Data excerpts
#####

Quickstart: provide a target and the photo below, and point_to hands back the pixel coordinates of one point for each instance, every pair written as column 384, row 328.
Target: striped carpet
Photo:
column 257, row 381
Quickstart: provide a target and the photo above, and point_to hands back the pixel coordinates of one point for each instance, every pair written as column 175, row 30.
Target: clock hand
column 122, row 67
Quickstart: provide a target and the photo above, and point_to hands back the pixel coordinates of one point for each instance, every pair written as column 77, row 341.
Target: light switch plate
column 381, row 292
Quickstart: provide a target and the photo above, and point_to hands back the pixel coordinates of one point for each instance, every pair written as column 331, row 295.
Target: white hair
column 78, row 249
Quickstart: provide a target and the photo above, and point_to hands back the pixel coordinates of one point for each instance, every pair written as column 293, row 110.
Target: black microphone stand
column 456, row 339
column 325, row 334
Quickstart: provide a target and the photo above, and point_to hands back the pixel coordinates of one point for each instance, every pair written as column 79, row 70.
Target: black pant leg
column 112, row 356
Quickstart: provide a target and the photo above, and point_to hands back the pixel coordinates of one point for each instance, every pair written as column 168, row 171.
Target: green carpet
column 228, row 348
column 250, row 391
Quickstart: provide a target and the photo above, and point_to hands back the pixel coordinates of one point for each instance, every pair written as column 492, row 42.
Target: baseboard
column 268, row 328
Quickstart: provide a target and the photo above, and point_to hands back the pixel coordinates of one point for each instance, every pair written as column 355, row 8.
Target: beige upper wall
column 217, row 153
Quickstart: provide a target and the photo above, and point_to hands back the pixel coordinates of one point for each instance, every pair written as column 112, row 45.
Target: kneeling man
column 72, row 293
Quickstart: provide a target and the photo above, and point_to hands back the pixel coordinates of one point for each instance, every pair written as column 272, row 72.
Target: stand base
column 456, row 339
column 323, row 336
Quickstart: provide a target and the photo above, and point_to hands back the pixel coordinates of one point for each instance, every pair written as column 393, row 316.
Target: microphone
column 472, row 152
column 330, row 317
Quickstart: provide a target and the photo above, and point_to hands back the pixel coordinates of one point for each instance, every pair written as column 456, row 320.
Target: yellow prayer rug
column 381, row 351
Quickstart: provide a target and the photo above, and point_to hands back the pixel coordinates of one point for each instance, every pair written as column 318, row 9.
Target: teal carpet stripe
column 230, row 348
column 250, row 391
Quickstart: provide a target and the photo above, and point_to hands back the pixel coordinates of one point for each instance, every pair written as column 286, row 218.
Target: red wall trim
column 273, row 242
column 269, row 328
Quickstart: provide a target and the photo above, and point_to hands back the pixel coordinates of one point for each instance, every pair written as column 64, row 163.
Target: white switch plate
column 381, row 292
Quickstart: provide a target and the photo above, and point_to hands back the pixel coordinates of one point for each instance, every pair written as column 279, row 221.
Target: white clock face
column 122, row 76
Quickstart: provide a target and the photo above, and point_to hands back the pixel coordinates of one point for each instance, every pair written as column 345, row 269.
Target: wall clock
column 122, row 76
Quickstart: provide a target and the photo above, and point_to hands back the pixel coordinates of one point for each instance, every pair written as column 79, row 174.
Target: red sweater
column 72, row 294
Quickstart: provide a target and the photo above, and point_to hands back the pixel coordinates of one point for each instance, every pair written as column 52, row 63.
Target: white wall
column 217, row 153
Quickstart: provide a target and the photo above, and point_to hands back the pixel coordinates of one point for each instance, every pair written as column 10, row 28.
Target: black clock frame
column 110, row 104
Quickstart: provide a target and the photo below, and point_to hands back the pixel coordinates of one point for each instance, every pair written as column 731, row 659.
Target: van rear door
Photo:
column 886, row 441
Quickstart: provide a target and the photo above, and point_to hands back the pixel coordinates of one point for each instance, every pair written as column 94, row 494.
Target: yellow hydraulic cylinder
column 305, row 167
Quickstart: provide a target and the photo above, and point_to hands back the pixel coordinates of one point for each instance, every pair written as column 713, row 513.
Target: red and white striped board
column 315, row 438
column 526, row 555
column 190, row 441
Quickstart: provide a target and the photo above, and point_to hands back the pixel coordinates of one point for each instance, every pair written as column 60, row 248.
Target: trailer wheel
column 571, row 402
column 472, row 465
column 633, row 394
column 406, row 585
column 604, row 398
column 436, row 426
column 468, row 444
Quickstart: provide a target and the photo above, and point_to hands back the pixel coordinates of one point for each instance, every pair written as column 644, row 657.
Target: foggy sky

#####

Task objective
The reply must present every entry, transcribed with its exact wording.

Answer to this problem
Quickstart: provide a target and the photo below, and point_to hands back the pixel coordinates of one point for each instance, every pair written as column 384, row 328.
Target: striped carpet
Photo:
column 257, row 381
Quickstart: provide a target and the photo above, and point_to hands back the pixel coordinates of one point for each instance, every pair written as column 175, row 30.
Target: clock hand
column 122, row 67
Quickstart: provide a target and the photo above, and point_to hands back the pixel coordinates of one point for each instance, every pair written as column 77, row 341.
Target: light switch plate
column 381, row 292
Quickstart: provide a target and the photo above, and point_to hands back the pixel coordinates of one point for each instance, every pair written as column 331, row 295.
Target: white hair
column 78, row 249
Quickstart: provide a target and the photo above, and point_to hands back the pixel coordinates of one point for each instance, every pair written as column 293, row 110.
Target: black microphone stand
column 456, row 339
column 325, row 334
Quickstart: provide a target and the photo above, and point_to hands back the pixel coordinates of one point for each instance, every pair written as column 79, row 70.
Target: black pant leg
column 112, row 356
Quickstart: provide a target and the photo above, and point_to hands back the pixel coordinates of one point for each instance, every pair written as column 168, row 171.
Target: green carpet
column 228, row 348
column 250, row 391
Quickstart: provide a target and the photo above, and point_to hands back the pixel coordinates of one point for each instance, every pair written as column 492, row 42.
Target: baseboard
column 268, row 328
Quickstart: provide a target and the photo above, and point_to hands back the pixel coordinates of one point for each instance, every pair written as column 355, row 8.
Target: beige upper wall
column 217, row 153
Quickstart: provide a target and the photo above, and point_to hands back the pixel coordinates of one point for each instance, every pair written as column 112, row 45.
Target: kneeling man
column 72, row 293
Quickstart: provide a target and the photo above, and point_to hands back the pixel coordinates of one point for each instance, every pair written as column 272, row 72.
Target: stand base
column 456, row 339
column 323, row 336
Quickstart: provide a target and the photo above, and point_to hands back the pixel coordinates of one point for each instance, every pair written as column 393, row 316.
Target: microphone
column 472, row 152
column 330, row 317
Quickstart: provide a target and the photo above, and point_to hands back the pixel coordinates of one point for each instance, every pair written as column 456, row 320.
Target: yellow prayer rug
column 381, row 351
Quickstart: provide a target and the photo above, and point_to hands back the pixel coordinates of one point for each instance, every pair written as column 318, row 9.
Target: teal carpet stripe
column 230, row 348
column 250, row 391
Quickstart: provide a target and the photo above, and point_to hands back the pixel coordinates of one point for each instance, every pair written as column 286, row 218.
Target: red wall trim
column 273, row 242
column 269, row 328
Quickstart: provide a target and the photo above, and point_to hands back the pixel coordinates of one point for each instance, every pair written as column 64, row 163.
Target: white switch plate
column 381, row 292
Quickstart: provide a target and the photo above, and point_to hands back the pixel coordinates of one point for each instance, every pair written as column 279, row 221.
Target: white clock face
column 122, row 76
Quickstart: provide a target and the photo above, and point_to hands back the pixel coordinates of one point for each instance, every pair written as column 345, row 269.
Target: wall clock
column 122, row 76
Quickstart: provide a target and the photo above, and point_to hands back the pixel coordinates of one point for each instance, every pair written as column 79, row 174.
Target: red sweater
column 72, row 294
Quickstart: provide a target and the photo above, and point_to hands back the pixel coordinates of one point for each instance, every pair written as column 52, row 63.
Target: white wall
column 217, row 153
Quickstart: provide a target and the photo above, and point_to hands back the pixel coordinates of one point for each instance, every pair written as column 10, row 28.
Target: black clock frame
column 110, row 104
Quickstart: provide a target and the photo below, and point_to hands back the pixel coordinates of one point for each instance, every pair written as column 731, row 659.
Target: van rear door
Photo:
column 886, row 441
Quickstart: provide a target and the photo above, and point_to hands back the pixel coordinates of one point for each instance, every pair written as column 94, row 494.
Target: yellow hydraulic cylinder
column 305, row 167
Quickstart: provide a target and the photo above, and point_to hands back the pixel coordinates of one point for each instance, every pair written as column 713, row 513.
Target: red and white striped board
column 315, row 438
column 526, row 555
column 190, row 441
Quickstart: provide a target and the photo above, and point_to hands back the pixel coordinates of one point for each instance, every pair written as column 60, row 248.
Target: trailer wheel
column 571, row 402
column 472, row 465
column 633, row 394
column 406, row 585
column 604, row 398
column 436, row 426
column 468, row 444
Quickstart: provide a target and the photo above, and point_to hands back the pixel coordinates of one point for each instance, every pair written as column 644, row 657.
Target: foggy sky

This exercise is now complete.